WHAT TO WORK ON: Reproduce every line of these rows, requests included, but offset each bounding-box coordinate in the answers by adding 43.

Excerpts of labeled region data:
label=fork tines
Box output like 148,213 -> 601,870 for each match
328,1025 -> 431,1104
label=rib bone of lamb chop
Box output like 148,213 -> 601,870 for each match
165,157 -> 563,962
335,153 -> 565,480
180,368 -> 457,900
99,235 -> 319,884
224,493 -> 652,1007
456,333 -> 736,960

COMPLETE ANSWER:
label=fork tines
Box output like 148,213 -> 601,870 for each match
371,1068 -> 474,1147
label=rib bone of lamb chop
Box output like 148,213 -> 601,870 for each match
208,200 -> 606,1005
378,196 -> 608,523
223,411 -> 500,943
142,278 -> 362,927
267,536 -> 695,1050
499,376 -> 779,1003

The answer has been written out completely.